(Task description)
Take the entries below and reproduce them word for word.

=== Dataset extract ===

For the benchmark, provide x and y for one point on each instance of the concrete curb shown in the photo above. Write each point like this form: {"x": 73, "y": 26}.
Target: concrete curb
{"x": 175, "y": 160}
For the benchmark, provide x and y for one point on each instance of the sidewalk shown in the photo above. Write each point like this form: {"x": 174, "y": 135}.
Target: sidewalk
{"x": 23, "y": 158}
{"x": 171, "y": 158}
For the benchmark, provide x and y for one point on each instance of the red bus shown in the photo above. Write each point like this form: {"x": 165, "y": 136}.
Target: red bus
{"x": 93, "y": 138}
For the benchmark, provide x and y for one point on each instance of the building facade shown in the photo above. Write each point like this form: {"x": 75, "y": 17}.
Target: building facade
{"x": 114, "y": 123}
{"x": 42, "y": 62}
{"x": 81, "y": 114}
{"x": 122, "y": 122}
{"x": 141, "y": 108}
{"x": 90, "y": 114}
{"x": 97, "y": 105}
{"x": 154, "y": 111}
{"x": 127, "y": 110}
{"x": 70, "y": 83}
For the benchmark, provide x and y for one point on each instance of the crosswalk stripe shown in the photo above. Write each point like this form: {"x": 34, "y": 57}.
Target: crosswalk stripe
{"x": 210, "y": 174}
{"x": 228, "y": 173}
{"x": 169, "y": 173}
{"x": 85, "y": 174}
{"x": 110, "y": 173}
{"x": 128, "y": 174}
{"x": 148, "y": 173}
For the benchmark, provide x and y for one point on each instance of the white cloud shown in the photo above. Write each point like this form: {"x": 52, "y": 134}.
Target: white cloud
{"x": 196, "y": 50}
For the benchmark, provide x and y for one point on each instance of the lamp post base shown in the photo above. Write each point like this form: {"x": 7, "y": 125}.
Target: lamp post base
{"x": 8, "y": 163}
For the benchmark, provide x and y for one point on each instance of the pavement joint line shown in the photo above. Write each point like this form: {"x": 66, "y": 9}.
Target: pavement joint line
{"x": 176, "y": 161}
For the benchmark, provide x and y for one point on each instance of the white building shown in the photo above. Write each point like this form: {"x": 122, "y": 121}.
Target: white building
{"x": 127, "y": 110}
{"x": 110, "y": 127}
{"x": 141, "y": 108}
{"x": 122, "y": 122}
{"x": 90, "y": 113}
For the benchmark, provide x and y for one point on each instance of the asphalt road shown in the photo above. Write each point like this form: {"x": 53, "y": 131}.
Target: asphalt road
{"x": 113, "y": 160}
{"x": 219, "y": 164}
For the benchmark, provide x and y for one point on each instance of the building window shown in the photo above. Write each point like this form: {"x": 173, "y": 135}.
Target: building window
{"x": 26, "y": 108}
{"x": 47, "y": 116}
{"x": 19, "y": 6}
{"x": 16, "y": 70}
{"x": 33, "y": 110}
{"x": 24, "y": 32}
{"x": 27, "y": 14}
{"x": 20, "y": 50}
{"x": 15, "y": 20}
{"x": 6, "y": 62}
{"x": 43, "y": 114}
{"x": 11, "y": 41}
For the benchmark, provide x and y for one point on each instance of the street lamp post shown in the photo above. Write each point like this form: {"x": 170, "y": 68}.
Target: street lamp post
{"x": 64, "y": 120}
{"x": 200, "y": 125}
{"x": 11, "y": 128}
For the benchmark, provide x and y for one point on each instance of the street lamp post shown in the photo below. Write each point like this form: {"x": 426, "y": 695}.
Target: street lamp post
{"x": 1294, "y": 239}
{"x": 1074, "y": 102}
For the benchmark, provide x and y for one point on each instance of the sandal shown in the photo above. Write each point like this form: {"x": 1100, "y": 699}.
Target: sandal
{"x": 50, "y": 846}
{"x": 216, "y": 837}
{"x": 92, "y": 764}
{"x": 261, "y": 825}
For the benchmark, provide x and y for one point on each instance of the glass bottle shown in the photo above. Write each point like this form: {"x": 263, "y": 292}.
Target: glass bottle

===

(Result)
For the benchmark, provide x and y for one point on each instance of the concrete curb shown in the photo above. Write each point like this form: {"x": 73, "y": 26}.
Target: concrete curb
{"x": 175, "y": 160}
For the benchmark, provide x and y for one point on each instance of the sidewalk shown in the photo above. Write each point like this form: {"x": 174, "y": 135}.
Target: sidewalk
{"x": 23, "y": 158}
{"x": 171, "y": 158}
For the benchmark, provide x and y for one point on each instance of the red bus shown in the photo above. Write each point like this form: {"x": 165, "y": 136}.
Target: red bus
{"x": 93, "y": 138}
For the benchmark, provide x and y for one point on each instance of the building facade shown in the photo above. Write each point like this form: {"x": 75, "y": 17}.
Target: building facade
{"x": 114, "y": 123}
{"x": 42, "y": 62}
{"x": 81, "y": 114}
{"x": 122, "y": 122}
{"x": 141, "y": 108}
{"x": 90, "y": 114}
{"x": 97, "y": 105}
{"x": 154, "y": 111}
{"x": 127, "y": 110}
{"x": 70, "y": 83}
For the benchmark, provide x and y for one point on each instance of the crosswalk stripe shown in the photo above. Write each point like this form: {"x": 34, "y": 57}.
Target: crosswalk stripe
{"x": 210, "y": 174}
{"x": 228, "y": 173}
{"x": 169, "y": 173}
{"x": 85, "y": 174}
{"x": 110, "y": 173}
{"x": 128, "y": 174}
{"x": 148, "y": 173}
For the benchmark, provide x and y for one point on each instance of the white cloud shown in the photo above. Write each point like this form: {"x": 52, "y": 134}.
Target: white cloud
{"x": 196, "y": 50}
For the benchmark, provide x and y for one point on each instance of the lamp post base shown in the photo above. Write each point like this form: {"x": 7, "y": 125}.
Target: lamp post base
{"x": 8, "y": 163}
For the benchmark, provide x and y for one point on each instance of the pavement joint line shown in the photo above. Write each point like this form: {"x": 66, "y": 9}.
Target: pavement joint line
{"x": 176, "y": 161}
For the benchmark, provide x and y for one point on each instance of the white building shown in the photo above. Write each point like this form: {"x": 122, "y": 121}.
Target: white building
{"x": 127, "y": 110}
{"x": 110, "y": 127}
{"x": 141, "y": 108}
{"x": 122, "y": 122}
{"x": 90, "y": 113}
For the benchmark, provide x and y for one point on each instance of the asphalt road shown in the photo above. Write each point like this form: {"x": 53, "y": 131}.
Target: asphalt road
{"x": 113, "y": 160}
{"x": 219, "y": 164}
For the benchmark, provide x and y for one point on each instance of the building window shown in the photo above. Write each point like this form: {"x": 173, "y": 135}.
Target: building window
{"x": 26, "y": 108}
{"x": 47, "y": 116}
{"x": 19, "y": 6}
{"x": 16, "y": 70}
{"x": 33, "y": 110}
{"x": 24, "y": 32}
{"x": 27, "y": 14}
{"x": 20, "y": 50}
{"x": 15, "y": 20}
{"x": 6, "y": 62}
{"x": 43, "y": 114}
{"x": 11, "y": 41}
For the benchmark, provide x and y for one point on each instance of the street lamp post shown in the photo above. Write each point like this form: {"x": 170, "y": 68}.
Target: street lamp post
{"x": 64, "y": 120}
{"x": 200, "y": 125}
{"x": 11, "y": 128}
For the benchmark, provide x and y for one point on each instance of the street lamp post shown in the photo below. Write each point like this form: {"x": 426, "y": 695}.
Target: street lamp post
{"x": 1294, "y": 239}
{"x": 1074, "y": 102}
For the benchmark, provide x and y for one point on each instance of the sandal shown in the photo above. Write each point like this form: {"x": 1100, "y": 699}.
Target: sandal
{"x": 50, "y": 846}
{"x": 216, "y": 837}
{"x": 92, "y": 764}
{"x": 261, "y": 825}
For the benchmark, provide x and y for one point on each instance of the glass bottle shown in the photo above. Write each point like this form: {"x": 263, "y": 292}.
Target: glass bottle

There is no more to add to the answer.